In the data that follows, how many lines include the string "apiece"? Answer with the number alone.

**Given data**.
*****
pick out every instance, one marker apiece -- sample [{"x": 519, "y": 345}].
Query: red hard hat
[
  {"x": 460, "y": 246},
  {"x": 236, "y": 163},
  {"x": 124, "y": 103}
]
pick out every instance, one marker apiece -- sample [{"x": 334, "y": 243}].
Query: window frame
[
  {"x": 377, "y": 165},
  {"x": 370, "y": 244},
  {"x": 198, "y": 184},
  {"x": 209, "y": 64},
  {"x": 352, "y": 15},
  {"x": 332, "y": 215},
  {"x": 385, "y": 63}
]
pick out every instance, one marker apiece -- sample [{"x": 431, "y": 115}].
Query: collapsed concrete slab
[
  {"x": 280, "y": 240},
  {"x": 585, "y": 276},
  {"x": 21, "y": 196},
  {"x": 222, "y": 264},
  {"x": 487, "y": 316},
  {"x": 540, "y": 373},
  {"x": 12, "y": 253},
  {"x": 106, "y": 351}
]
*****
**Response to this exercise**. 3